Excerpts from point annotation data

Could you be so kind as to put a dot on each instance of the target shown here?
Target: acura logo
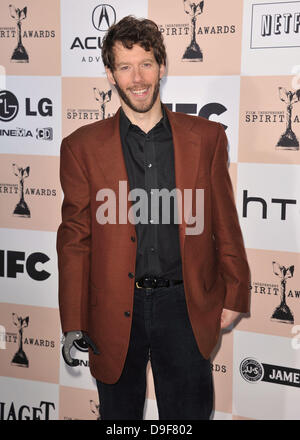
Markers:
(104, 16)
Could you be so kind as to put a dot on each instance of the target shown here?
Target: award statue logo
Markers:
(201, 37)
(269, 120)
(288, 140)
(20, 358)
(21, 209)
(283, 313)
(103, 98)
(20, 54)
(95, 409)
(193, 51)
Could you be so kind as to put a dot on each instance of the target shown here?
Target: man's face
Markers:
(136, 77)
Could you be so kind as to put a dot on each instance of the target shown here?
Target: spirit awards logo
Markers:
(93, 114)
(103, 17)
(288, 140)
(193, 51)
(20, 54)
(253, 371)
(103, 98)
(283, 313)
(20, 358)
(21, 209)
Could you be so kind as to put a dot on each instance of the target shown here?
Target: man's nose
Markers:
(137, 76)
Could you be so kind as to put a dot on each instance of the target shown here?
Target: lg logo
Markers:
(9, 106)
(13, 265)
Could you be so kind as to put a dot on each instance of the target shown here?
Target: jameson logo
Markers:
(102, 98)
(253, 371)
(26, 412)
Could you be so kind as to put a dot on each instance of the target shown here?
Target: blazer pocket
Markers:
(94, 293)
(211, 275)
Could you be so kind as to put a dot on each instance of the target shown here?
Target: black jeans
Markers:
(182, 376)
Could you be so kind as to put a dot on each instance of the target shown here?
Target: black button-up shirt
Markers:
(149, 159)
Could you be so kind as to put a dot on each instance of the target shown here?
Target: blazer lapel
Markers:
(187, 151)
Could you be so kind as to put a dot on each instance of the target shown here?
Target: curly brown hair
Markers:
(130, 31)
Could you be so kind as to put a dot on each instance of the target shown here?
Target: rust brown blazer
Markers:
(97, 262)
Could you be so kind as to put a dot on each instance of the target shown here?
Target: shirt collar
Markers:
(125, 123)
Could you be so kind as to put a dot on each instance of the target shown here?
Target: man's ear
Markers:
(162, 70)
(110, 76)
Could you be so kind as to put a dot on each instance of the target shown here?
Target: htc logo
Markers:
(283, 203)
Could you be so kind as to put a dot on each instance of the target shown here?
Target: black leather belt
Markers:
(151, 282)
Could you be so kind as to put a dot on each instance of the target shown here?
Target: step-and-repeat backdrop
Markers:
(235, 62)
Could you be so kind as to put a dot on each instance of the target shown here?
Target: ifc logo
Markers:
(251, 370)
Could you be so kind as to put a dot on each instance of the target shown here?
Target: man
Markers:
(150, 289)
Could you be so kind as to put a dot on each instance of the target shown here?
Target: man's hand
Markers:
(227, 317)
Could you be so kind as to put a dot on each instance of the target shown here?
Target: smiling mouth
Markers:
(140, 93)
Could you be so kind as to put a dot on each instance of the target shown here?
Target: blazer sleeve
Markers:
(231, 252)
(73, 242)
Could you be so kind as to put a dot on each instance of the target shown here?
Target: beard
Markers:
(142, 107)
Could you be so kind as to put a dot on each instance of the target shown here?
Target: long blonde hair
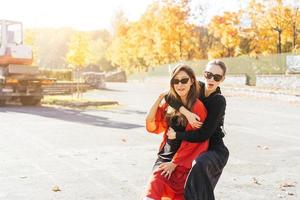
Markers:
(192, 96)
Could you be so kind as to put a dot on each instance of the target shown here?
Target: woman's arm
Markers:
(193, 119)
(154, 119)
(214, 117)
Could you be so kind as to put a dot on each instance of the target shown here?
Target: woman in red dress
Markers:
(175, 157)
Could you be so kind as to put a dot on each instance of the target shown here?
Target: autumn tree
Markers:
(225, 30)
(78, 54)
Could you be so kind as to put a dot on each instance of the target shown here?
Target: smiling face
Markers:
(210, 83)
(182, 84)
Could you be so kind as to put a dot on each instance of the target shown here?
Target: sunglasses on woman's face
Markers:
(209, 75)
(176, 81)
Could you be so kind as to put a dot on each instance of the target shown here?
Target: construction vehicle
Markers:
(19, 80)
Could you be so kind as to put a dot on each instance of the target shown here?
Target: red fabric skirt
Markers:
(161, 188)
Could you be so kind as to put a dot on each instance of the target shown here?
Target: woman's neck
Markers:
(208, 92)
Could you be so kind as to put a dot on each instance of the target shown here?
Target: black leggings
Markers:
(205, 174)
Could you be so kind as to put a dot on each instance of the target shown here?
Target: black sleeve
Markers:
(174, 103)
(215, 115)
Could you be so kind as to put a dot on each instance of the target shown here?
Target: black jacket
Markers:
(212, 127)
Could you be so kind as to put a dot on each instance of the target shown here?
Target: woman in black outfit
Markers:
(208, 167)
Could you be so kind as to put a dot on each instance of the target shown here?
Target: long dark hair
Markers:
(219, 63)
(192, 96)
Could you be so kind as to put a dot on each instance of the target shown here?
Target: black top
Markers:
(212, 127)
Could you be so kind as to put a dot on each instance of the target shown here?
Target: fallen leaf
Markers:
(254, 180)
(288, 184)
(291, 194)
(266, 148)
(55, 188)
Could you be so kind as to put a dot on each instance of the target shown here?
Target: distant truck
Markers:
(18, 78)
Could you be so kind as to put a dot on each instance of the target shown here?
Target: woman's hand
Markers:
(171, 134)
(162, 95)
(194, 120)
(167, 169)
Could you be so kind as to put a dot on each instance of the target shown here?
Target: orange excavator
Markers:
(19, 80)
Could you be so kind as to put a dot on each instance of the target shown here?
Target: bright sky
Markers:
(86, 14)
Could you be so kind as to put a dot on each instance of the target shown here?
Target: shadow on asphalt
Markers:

* **Short exercise**
Report every line of the data above that contains the string "hand", treating uppercase and lowercase as different.

* **Answer for the task**
Target: man's hand
Target: woman's hand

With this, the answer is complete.